■ What is being asked: Scan the data for "white" and copy each matching line.

|---|

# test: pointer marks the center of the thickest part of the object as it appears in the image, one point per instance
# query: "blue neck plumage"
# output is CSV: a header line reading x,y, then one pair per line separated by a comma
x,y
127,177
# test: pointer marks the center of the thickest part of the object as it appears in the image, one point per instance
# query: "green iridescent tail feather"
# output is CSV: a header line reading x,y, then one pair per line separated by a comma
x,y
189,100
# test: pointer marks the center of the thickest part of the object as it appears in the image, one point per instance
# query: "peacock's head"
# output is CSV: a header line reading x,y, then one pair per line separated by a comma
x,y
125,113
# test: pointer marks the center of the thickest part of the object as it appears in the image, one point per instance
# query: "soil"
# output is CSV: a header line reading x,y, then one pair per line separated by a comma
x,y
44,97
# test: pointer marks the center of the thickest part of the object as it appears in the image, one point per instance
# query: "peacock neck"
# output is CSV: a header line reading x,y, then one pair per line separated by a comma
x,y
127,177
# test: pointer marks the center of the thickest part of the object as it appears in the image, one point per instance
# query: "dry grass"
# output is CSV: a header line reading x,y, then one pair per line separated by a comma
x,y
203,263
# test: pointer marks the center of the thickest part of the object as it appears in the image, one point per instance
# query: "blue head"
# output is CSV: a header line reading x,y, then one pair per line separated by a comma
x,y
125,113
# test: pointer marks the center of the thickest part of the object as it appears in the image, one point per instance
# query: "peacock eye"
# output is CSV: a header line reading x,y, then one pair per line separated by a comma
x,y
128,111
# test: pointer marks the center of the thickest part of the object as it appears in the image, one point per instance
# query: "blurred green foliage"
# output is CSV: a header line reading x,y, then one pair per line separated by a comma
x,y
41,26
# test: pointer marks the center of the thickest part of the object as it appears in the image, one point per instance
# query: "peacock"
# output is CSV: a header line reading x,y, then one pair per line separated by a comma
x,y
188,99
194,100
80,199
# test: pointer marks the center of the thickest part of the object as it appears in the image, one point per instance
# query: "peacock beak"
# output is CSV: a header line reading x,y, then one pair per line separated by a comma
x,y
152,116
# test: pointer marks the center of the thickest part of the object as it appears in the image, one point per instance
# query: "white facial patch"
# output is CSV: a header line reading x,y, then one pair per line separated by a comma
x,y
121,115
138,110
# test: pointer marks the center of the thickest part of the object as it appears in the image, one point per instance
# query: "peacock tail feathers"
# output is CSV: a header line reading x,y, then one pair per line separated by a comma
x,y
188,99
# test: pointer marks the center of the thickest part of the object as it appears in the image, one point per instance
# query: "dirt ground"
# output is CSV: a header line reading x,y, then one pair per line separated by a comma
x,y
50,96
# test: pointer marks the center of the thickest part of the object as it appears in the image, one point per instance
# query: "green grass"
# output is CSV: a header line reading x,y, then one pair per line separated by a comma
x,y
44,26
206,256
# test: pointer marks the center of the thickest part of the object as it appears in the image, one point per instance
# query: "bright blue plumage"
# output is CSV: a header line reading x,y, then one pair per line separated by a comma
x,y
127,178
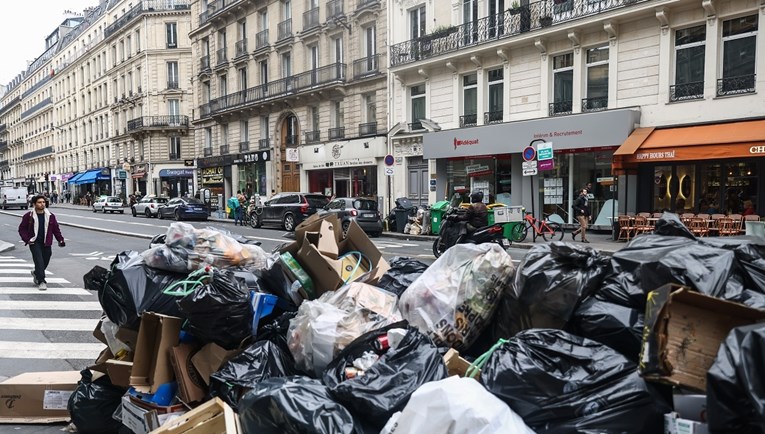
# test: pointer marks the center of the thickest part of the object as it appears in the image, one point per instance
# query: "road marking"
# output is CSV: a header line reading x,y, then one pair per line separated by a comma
x,y
50,305
48,350
57,324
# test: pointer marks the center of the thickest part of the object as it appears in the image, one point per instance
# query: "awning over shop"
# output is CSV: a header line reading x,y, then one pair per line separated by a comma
x,y
702,142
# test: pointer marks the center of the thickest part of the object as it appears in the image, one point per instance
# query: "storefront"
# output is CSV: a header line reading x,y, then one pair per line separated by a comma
x,y
488,158
344,169
710,168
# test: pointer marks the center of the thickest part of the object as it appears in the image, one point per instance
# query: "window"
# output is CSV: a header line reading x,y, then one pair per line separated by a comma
x,y
171,30
469,100
597,79
563,84
417,22
417,96
739,46
496,89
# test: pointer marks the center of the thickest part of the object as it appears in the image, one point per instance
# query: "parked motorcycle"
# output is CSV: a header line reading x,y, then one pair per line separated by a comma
x,y
452,233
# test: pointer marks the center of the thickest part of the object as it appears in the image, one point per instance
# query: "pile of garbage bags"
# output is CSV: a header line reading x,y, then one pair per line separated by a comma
x,y
550,346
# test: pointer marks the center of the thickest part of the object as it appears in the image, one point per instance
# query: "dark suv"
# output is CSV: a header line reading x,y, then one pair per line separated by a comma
x,y
361,209
289,209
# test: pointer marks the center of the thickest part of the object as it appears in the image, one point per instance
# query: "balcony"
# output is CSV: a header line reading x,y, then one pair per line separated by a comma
x,y
311,19
313,136
512,22
560,108
241,48
594,104
309,80
336,133
334,8
284,30
734,85
368,129
261,40
468,120
366,66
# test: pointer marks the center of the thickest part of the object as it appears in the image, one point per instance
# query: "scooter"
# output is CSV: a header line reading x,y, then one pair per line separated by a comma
x,y
451,232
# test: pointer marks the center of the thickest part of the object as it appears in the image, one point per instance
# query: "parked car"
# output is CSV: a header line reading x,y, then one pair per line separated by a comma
x,y
182,208
108,203
288,210
149,206
363,210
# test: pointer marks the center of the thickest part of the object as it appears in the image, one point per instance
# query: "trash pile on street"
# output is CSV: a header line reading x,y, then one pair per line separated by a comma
x,y
209,333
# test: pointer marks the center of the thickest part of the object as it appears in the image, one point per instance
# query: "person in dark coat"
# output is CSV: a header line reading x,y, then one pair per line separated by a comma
x,y
37,230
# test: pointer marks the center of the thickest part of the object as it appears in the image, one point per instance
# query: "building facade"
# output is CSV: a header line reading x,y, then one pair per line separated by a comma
x,y
291,96
474,84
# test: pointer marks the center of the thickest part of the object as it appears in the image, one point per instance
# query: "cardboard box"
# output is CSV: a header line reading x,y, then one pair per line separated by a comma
x,y
37,397
212,417
683,332
191,387
319,246
157,335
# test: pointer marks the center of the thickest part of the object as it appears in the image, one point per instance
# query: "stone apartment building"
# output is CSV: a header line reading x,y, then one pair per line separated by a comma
x,y
291,96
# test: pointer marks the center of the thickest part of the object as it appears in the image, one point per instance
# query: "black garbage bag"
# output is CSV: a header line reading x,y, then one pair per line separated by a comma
x,y
561,383
132,288
384,388
92,404
403,271
293,405
736,383
219,311
260,361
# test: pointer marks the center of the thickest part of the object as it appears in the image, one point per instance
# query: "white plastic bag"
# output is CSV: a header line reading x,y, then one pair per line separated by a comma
x,y
455,406
455,297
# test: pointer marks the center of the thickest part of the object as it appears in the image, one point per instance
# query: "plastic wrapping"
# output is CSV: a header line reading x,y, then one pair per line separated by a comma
x,y
403,271
323,327
455,297
260,361
386,386
561,383
219,311
455,406
293,405
92,403
736,384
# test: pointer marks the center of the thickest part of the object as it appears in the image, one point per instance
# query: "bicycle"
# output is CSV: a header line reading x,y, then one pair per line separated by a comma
x,y
549,231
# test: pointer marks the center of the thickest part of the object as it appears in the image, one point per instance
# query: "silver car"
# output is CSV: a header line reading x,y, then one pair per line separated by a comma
x,y
108,203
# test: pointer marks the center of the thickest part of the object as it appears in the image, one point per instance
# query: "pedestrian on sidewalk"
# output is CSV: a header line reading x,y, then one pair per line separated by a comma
x,y
581,210
37,229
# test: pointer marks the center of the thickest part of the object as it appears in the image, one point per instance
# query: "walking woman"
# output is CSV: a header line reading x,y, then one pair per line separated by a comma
x,y
37,229
582,212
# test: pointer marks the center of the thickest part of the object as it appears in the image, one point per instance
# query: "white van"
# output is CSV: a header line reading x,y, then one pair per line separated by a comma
x,y
13,197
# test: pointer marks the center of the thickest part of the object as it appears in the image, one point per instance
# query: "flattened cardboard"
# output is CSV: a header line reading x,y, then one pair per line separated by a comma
x,y
683,332
157,335
37,397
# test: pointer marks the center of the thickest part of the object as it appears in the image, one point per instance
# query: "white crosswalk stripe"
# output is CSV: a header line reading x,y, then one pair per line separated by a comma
x,y
33,323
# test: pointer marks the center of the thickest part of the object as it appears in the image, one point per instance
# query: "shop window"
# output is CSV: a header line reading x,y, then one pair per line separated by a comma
x,y
689,63
738,61
563,84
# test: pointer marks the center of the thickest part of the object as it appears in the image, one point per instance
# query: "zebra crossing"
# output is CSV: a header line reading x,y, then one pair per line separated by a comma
x,y
54,324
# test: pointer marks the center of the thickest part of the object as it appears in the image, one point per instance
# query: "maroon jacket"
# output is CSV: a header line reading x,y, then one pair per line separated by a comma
x,y
27,228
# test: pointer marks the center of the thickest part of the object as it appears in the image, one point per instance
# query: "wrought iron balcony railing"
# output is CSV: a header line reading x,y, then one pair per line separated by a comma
x,y
366,66
686,91
560,108
513,21
594,104
736,85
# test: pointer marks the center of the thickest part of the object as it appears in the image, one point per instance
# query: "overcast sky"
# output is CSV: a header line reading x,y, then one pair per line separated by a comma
x,y
24,26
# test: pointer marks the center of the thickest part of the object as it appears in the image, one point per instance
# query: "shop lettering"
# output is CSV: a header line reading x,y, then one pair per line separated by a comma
x,y
470,142
655,155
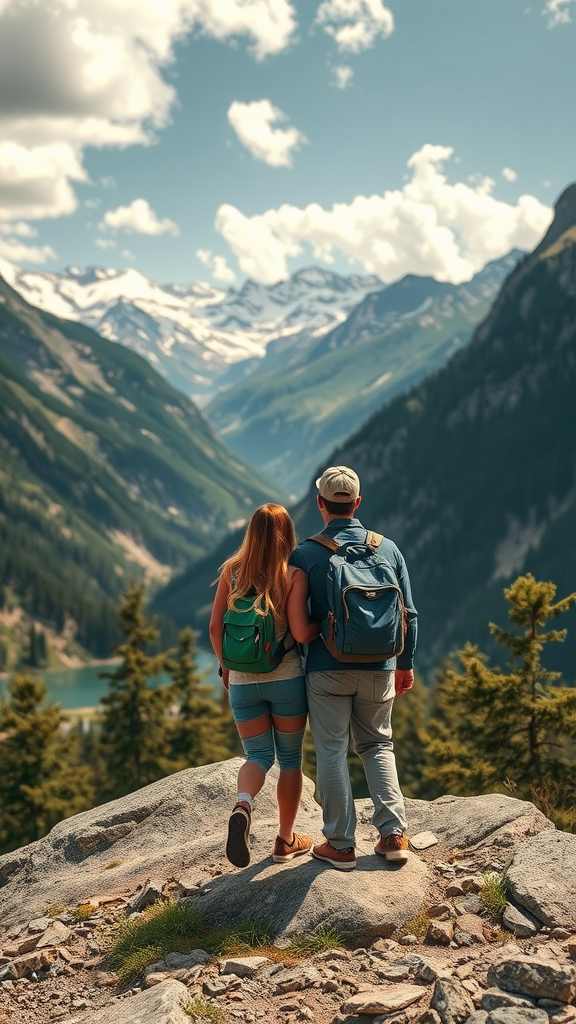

|---|

■ Finished exercise:
# query: "white facial patch"
# query: "white plastic bag"
# query: "white van"
# query: "white crosswalk stripe"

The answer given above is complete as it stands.